TEXTE DE LECTURE
□ □ □

Sékouba Marega (à gauche) entouré de sa famille.
© Sékouba Marega.

Arrivé en France en 2012 pour jouer au football, Sékouba Marega est aujourd’hui prié de plier bagage par les autorités françaises. Et en silence ! Menacé d’expulsion ou d’une peine de prison, le jeune père de famille a échappé in extremis à une éventuelle condamnation ce mardi 13 septembre.

« Si une obligation de quitter le territoire demeure, précise néanmoins son avocate Catherine Herrero, Sékouba Marega peut désormais entamer des démarches pour obtenir un titre de séjour. » De même, le parquet peut décider à tout moment de reprendre les poursuites en requalifiant les faits.

En effet, le jeune homme était poursuivi devant le tribunal pour « soustraction à une mesure de reconduite à la frontière prise par le préfet en 2015, consistant en une interdiction du territoire français », suite à son arrestation le 10 septembre, survenue après 45 jours de rétention.

□ □ □

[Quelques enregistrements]

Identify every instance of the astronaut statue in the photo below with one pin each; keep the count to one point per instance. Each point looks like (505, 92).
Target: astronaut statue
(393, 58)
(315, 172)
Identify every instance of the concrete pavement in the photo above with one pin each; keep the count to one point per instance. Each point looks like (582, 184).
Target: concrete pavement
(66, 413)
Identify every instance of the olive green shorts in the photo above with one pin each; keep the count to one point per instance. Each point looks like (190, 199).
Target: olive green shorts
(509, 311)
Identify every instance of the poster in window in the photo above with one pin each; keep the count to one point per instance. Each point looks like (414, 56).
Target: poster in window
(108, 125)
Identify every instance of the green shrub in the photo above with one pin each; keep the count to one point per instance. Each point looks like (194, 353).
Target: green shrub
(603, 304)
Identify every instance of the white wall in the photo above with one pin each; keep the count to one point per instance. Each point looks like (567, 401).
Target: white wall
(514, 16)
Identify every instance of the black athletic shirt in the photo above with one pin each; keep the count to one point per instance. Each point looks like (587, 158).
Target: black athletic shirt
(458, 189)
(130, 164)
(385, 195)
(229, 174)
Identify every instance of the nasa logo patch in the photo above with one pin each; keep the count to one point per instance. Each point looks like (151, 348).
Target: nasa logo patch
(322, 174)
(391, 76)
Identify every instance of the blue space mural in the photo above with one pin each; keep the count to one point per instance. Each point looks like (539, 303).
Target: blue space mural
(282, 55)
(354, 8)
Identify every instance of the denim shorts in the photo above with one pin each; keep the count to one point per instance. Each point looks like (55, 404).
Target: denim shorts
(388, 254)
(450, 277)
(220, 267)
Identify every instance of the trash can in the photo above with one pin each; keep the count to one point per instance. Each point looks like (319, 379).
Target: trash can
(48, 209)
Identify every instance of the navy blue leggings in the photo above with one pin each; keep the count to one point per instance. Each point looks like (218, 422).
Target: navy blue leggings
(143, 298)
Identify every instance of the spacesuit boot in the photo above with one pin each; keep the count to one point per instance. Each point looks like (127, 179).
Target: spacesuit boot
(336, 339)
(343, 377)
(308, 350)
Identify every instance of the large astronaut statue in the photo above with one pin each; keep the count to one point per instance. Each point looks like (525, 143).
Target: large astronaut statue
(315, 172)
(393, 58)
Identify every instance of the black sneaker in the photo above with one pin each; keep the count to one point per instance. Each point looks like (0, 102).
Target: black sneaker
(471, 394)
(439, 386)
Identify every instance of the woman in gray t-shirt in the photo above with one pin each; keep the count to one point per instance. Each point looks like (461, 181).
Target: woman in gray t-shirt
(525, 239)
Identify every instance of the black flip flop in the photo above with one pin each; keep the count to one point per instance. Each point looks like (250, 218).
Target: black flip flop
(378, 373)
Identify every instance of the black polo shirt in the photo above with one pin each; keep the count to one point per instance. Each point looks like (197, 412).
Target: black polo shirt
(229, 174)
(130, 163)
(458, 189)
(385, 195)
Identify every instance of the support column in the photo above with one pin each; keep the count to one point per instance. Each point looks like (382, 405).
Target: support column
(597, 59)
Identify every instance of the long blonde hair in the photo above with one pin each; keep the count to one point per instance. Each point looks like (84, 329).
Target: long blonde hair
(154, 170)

□ □ □

OBJECTIF
D'après le texte sur Sékouba Marega, en quelle année est-il arrivé en France ? Les items constituent un matériau à part, indépendant du texte.

RÉSULTAT DE L'EXERCICE
Il est arrivé en France en 2012.